▶ **EXERCISE REQUIREMENTS**
A – According to the baseball blog post, which spot in the batting order did Ryan Garko begin filling on June 1st?
B – Pick up the baseball blog post after its last sentence and continue writing it.

▶ **PROVIDED TEXT**
-------------------------

Thursday, August 14, 2008

Tomahawks Flying into the Future

As we admire the glory that is the last couple of days of Olympic Baseball that have included Matt LaPorta hitting a 3-run HR in a USA win against the Netherlands and Nick Weglarz (shown to the right) going 5 for 7 in his first two games for Canada with 2 HR in his 4 for 4 effort in the opener against Cuba, let’s get some Tomahawks flying:

While I did an update already pertaining to the principal horses that figure to be “Jockeying for Position” as the season marches on, I thought that this update would provide more pertinent timeframes and splits as opposed to just examining numbers from strictly July or August.

What I mean by that is picking the specific day when these players started playing every day (or other relevant information) is much more relevant than just picking a random date like July 1 or the All-Star Break that is simply easier to find statistics for.

With that in mind, here are the numbers for the players attempting to work themselves into the 2009 mix with the date that the statistics start indicated:
Kelly Shoppach – Since June 7th (50 games)
.282 BA / .356 OBP / .576 SLG / .932 OPS with 11 HR and 32 RBI in 170 AB
The early June date is used as it marks the beginning of ShopVac behind the dish on an everyday basis and made the dynamite go boom.

Ryan Garko – Since June 1st (56 games)
.258 BA / .307 OBP / .344 SLG / .651 OPS with 4 HR and 36 RBI in 209 AB
OK, so here I’m picking kind of a random day as Garko has really played all season. June 1st was the beginning of Garko filling the #4 spot in the order, a stretch that lasted for about 20 games until he was dropped in the lineup. While random, it does put into perspective how Garko has fared against his “competition” for the C/1B “battle” for 2009 in a relatively comparable timeframe.

Asdrubal Cabrera – Since July 18th (23 games)
.289 BA / .386 OBP / .474 SLG / .860 OPS with 3 HR and 7 RBI in 76 AB
Obviously, the date indicates when he returned from Buffalo and was re-inserted into the lineup. Small sample size to be sure, but so is his first stint this year with the Tribe when he put up a .184 BA / .282 OBP / .247 SLG / .529 OPS line over 52 games.

Andy Marte – Since July 5th (28 games)
.221 BA / .270 OBP / .365 SLG / .635 OPS with 3 HR and 10 RBI in 104 AB
This 28 game stretch that has finally seen Marte get regular playing time has allowed his OPS raise from .373 on July 5th to where it currently sits…at .522. Certainly not enough AB and too small of a timeframe to properly evaluate Marte, but his attempts to kick down the door finally put ahead of him aren’t making much of an impact.

-------------------------

[Image point grounding data]
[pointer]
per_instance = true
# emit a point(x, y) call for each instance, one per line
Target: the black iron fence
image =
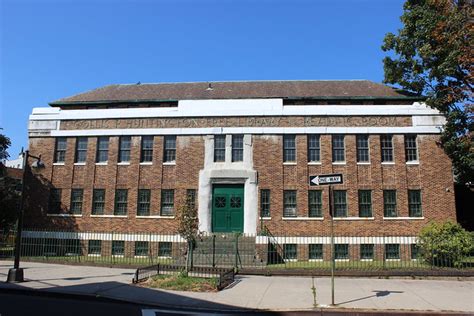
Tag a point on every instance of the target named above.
point(266, 251)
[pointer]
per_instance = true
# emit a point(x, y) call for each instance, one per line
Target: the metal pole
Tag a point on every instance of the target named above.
point(16, 273)
point(333, 257)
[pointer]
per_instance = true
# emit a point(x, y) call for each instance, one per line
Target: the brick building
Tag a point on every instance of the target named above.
point(125, 157)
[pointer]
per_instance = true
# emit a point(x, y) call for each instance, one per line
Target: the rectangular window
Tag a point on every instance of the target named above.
point(191, 198)
point(389, 203)
point(76, 201)
point(81, 149)
point(102, 149)
point(341, 251)
point(125, 144)
point(315, 203)
point(340, 203)
point(120, 207)
point(219, 148)
point(146, 154)
point(411, 150)
point(290, 251)
point(362, 144)
point(167, 202)
point(55, 201)
point(265, 203)
point(338, 154)
point(315, 252)
point(367, 251)
point(141, 248)
point(289, 203)
point(169, 150)
point(289, 148)
point(237, 148)
point(414, 203)
point(392, 251)
point(143, 205)
point(386, 146)
point(314, 148)
point(164, 249)
point(94, 247)
point(365, 203)
point(118, 248)
point(60, 149)
point(98, 202)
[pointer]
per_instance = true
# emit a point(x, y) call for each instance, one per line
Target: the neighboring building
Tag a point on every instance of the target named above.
point(125, 157)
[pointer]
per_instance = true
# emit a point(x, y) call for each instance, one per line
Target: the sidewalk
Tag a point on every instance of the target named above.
point(254, 292)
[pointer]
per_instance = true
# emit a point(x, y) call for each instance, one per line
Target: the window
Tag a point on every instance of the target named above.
point(55, 201)
point(289, 148)
point(362, 144)
point(118, 248)
point(340, 203)
point(143, 204)
point(141, 248)
point(338, 154)
point(392, 251)
point(98, 202)
point(76, 201)
point(219, 148)
point(191, 198)
point(341, 251)
point(81, 149)
point(124, 148)
point(367, 251)
point(315, 204)
point(164, 249)
point(265, 203)
point(120, 207)
point(386, 146)
point(314, 148)
point(102, 149)
point(169, 151)
point(365, 203)
point(167, 202)
point(290, 252)
point(389, 203)
point(146, 154)
point(95, 247)
point(237, 148)
point(411, 151)
point(289, 203)
point(414, 203)
point(315, 252)
point(60, 150)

-------------------------

▶ **RESULTS BY TASK**
A – The #4 spot.

B –
The BLC Splits
.271 BA / .372 OBP / .458 SLG / .830 OPS with 3 HR and 24 RBI in 144 AB
.220 BA / .289 OBP / .341 SLG / .630 OPS with 1 HR and 5 RBI in 41 AB
Since Choo has played pretty regularly since returning from TJ surgery, the more relevant numbers to examine would be his numbers against LHP and RHP as Choo has long posted significantly better numbers versus RHP than he has against LHP, lending credence to the idea that he is a platoon OF or a 4th OF, capable of hitting RHP well. Despite seeing most of his action against said RHP, his 2008 numbers haven’t done much to dispel the thinking in place when the season started.

Franklin Delano Gutierrez Splits
.226 BA / .262 OBP / .323 SLG / .585 OPS with 1 HR and 9 RBI in 195 AB
.217 BA / .273 OBP / .424 SLG / .697 OPS with 4 HR and 15 RBI in 92 AB
Like The BLC, Frank the Tank has often been cast as a player who finds success against one side of the mound…just the opposite of the LH Choo. In his minor league career, he struggled against RHP and hit LHP well, allowing some to cast him (again, like Choo) as little more than a complementary 4th OF despite his tremendous defensive skills. While the hope was that his 2007 was his break-out, the 2008 numbers indicate that his platoon splits may have been minimized…just not in a good way as his numbers are down across the board.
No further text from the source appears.